▶ **Tasks to complete**:
(a) Transcribe the part of the ALMANACS repository text that opens with the words containing "# LM Simulation" and closes with "Language Model Explainability.".
(b) Go on with the ALMANACS repository text from the point where it stops.

#### Document text ####

# LM Simulation Benchmark

This repository was used to run the experiments for the paper ALMANACS: A Simulatability Benchmark for Language Model Explainability.

## Setup

Install with `pip install -e .`.

If you are using OpenAI models, set your API key with `export OPENAI_API_KEY=<api key>`.

## Overview

This repo uses hydra for config, with config files found in `\config`.

### Tasks

The tasks in the ALMANACS benchmark are `aita`, `advanced_ai_risk`, `harmful_requests`, `hiring_decisions`, `llm_goals`, `misinformation`, `moral_dilemmas`, `power_seeking`, `self_preservation`, `situational_awareness`, `strange_hypotheticals`, and `sycophancy`. Templates for other topics can be generated by providing example questions in `task_data.json` and creating a task config in `config/tasks`.

### Models

Experiments for the ALMANACS paper were run with `flan-alpaca-gpt4-xl` and `vicuna-7b-1.3`.

#### Data shown ####

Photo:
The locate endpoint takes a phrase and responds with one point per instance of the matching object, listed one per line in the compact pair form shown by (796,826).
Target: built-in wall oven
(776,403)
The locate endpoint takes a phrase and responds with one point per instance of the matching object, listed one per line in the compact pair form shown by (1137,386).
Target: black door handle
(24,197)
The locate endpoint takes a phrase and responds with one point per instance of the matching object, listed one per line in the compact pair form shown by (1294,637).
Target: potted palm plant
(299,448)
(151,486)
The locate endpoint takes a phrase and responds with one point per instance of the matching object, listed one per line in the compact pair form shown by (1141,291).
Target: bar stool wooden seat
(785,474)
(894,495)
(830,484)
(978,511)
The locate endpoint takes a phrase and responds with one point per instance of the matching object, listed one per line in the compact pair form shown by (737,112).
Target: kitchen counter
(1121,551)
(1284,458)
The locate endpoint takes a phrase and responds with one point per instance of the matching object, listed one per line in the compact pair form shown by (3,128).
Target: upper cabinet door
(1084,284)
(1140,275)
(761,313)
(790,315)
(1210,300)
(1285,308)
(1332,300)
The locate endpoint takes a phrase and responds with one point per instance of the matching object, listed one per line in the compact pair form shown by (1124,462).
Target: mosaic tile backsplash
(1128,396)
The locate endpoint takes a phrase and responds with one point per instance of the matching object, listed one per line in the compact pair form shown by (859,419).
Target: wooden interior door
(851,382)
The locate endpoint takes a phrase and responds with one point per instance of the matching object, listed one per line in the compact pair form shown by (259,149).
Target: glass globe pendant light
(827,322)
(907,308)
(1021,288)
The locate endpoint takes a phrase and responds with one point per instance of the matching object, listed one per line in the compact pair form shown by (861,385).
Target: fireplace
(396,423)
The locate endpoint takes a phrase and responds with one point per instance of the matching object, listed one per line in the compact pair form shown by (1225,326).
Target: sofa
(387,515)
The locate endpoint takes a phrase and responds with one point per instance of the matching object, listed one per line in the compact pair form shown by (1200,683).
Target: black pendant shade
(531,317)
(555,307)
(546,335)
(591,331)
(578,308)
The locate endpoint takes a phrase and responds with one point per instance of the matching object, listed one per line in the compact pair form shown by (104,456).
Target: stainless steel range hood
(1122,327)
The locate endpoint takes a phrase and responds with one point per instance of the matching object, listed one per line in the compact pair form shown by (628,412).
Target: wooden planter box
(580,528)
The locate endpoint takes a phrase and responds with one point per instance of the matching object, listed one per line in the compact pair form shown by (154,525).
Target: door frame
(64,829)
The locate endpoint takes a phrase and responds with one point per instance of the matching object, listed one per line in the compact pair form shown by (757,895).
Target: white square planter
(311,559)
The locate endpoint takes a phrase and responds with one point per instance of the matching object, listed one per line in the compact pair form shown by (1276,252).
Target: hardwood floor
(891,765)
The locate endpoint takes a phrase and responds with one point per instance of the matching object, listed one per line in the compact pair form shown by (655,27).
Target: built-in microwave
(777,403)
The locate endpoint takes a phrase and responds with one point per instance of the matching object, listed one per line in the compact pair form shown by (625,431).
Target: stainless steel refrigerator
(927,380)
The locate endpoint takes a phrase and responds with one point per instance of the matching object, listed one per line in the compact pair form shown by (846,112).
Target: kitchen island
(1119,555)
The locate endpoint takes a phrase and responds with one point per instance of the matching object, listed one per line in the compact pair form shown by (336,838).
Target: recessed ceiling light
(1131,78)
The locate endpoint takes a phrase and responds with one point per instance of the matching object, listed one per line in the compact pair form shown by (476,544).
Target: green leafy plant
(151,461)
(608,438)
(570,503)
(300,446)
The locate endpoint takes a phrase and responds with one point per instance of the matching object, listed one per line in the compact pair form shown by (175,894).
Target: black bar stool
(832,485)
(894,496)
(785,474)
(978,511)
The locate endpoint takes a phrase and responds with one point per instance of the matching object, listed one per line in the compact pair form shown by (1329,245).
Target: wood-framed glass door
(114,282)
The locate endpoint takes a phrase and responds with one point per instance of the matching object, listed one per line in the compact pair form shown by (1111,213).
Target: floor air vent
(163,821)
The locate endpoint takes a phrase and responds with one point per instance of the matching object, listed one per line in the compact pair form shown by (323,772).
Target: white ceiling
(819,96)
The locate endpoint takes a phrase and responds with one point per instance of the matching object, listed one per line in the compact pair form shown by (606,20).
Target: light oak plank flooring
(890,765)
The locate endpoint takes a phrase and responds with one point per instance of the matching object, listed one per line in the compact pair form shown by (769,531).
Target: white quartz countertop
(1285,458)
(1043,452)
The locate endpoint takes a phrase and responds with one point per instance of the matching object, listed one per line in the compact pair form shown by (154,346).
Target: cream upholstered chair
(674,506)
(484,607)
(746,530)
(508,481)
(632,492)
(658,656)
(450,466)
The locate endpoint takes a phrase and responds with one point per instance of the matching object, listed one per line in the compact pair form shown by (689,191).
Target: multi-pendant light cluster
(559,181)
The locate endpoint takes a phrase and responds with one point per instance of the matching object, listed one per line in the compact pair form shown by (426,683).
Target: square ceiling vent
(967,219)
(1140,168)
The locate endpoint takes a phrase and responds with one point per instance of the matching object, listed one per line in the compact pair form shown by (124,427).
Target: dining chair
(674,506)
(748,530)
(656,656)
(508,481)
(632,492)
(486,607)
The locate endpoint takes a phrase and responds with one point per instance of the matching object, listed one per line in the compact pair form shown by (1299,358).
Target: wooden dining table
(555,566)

####

▶ **Answers for the exercise**:
(a)
# LM Simulation Benchmark

This repository was used to run the experiments for the paper ALMANACS: A Simulatability Benchmark for Language Model Explainability.

(b)
Experiments with other models can be run by adding model configs to the `config/models` directory. Huggingface language models can be added easily with small modifications to `lm_understanding/models/hf_model.py`.

### Baselines

Code for the baseline methods can be found in `lm_understanding/baselines`.

### Directory Structure

- `lm_understanding/` is the primary code directory.
- `templates/` contains the full set of templates generated by GPT-4.
- `baseline_results/` contains results from evaluating methods for predicting model behavior.

Note that the datasets, model behavior, and explanations can be generated with `python create_dataset.py`, `python model_behavior.py`, and `python create_explanations.py` respectively. These will generate a `datasets/` directory, which contains the filtered datasets of questions over which we evaluated model behavior, and metadata about the template filtering run; and a `model_behavior_results/` directory, which contains the ALMANACS datasets of questions and model behavior for those questions. We have omitted these directories in this version to adhere to the maximum file size for the Supplementary Material.

## Dataset Creation

### Template Creation

GPT-4 is used to generate question templates from `create_templates.py`.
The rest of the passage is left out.